ACTIVITY →
Locate the line that contains "Need: one point per instance of the dark". Copy it and every following line through the end of the records, exactly, and include nothing else.

DATA EXTRACT →
- Opening Delimiter -
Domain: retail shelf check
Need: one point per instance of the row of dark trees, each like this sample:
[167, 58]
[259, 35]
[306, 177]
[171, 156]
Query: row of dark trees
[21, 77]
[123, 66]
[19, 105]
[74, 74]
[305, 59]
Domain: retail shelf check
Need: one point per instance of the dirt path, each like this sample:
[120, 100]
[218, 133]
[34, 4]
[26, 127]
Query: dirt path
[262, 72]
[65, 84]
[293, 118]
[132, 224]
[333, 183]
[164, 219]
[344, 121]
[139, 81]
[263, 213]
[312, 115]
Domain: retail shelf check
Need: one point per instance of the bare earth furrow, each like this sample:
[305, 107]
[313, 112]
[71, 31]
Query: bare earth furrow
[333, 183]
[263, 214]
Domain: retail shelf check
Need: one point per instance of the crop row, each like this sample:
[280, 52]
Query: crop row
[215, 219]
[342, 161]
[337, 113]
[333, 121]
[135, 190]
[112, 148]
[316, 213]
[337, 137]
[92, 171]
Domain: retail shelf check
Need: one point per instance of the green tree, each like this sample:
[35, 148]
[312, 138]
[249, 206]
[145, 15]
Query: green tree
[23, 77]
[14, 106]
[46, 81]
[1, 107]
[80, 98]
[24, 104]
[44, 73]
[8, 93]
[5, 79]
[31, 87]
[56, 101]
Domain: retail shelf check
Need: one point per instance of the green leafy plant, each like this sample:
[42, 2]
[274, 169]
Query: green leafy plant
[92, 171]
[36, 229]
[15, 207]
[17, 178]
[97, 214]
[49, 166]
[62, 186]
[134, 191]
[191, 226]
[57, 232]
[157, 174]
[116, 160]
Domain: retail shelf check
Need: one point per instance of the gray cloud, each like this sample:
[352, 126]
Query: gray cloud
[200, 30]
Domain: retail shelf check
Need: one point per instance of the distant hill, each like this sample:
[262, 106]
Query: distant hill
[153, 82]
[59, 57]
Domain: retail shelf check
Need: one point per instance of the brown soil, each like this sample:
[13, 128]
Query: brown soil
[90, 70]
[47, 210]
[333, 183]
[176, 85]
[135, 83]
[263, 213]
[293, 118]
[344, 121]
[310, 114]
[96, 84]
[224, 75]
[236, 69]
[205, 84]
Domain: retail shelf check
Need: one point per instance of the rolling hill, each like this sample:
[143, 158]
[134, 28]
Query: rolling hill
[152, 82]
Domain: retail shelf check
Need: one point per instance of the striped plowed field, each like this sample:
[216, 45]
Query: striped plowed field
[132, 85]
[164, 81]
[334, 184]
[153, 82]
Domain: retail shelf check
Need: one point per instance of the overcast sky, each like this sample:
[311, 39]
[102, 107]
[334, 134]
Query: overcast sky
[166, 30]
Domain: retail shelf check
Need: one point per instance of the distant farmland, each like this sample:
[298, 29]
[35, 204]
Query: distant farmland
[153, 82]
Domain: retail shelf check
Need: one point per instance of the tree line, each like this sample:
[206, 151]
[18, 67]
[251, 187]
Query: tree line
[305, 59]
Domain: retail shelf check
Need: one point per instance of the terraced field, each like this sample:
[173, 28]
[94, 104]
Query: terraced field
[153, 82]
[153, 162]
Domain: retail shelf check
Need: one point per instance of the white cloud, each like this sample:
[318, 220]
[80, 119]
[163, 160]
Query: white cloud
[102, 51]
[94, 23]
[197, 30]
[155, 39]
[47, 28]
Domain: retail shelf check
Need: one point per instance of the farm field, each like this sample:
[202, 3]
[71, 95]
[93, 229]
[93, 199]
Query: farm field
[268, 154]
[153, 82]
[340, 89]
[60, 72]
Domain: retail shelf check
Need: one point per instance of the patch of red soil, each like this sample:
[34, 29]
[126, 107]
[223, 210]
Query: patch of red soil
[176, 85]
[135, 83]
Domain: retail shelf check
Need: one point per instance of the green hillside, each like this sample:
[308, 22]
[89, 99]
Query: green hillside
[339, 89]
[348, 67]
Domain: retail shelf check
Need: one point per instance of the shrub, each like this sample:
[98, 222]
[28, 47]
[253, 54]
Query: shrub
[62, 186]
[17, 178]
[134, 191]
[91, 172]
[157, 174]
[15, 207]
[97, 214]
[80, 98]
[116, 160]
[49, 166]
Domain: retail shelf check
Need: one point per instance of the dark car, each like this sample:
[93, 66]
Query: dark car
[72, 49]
- Closing Delimiter -
SOLVED EXERCISE →
Need: one point per instance of the dark car, each like this sample:
[93, 66]
Query: dark car
[72, 49]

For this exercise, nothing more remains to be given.